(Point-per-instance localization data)
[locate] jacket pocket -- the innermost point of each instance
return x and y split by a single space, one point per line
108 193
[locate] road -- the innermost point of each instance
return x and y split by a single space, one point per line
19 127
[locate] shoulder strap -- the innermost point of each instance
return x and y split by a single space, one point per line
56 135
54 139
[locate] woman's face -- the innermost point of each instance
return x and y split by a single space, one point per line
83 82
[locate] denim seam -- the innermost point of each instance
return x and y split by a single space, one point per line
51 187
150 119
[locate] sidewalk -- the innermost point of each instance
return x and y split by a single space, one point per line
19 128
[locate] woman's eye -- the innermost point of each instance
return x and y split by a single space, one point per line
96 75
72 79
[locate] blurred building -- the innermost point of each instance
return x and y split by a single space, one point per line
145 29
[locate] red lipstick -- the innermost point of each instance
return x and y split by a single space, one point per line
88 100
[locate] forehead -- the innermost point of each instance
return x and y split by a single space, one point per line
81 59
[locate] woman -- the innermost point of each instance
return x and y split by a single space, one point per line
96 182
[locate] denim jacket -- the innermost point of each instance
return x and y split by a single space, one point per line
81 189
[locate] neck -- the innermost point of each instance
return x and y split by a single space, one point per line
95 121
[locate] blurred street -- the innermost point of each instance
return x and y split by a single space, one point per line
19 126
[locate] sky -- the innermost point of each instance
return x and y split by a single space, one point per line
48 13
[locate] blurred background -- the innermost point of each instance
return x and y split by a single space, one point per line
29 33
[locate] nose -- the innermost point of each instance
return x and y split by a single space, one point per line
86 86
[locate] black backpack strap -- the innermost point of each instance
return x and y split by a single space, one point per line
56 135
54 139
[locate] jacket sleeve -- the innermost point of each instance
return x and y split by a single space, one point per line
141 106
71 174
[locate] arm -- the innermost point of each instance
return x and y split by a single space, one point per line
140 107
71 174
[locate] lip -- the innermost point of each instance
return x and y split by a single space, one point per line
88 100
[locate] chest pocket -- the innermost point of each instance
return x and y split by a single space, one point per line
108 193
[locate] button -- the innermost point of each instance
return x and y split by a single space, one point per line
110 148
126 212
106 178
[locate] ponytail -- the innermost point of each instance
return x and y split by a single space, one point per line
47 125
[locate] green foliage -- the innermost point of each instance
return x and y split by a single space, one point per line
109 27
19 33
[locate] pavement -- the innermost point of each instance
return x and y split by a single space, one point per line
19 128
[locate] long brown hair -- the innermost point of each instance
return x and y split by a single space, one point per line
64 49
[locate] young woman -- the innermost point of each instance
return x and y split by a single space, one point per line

*Exercise brief*:
Only the lines from the one containing "[locate] pavement -- the" through the end of the entries above belong in the answer; repeat them exactly.

*The completed task*:
[locate] pavement -- the innermost point of each instance
return x and y split by a single space, one point per line
19 128
[locate] long brown hair -- the innermost point of each instance
return x and y split by a single space, one point per line
64 49
[locate] young woman -- the innermost point of each instance
return x and y split by a single space, one point per line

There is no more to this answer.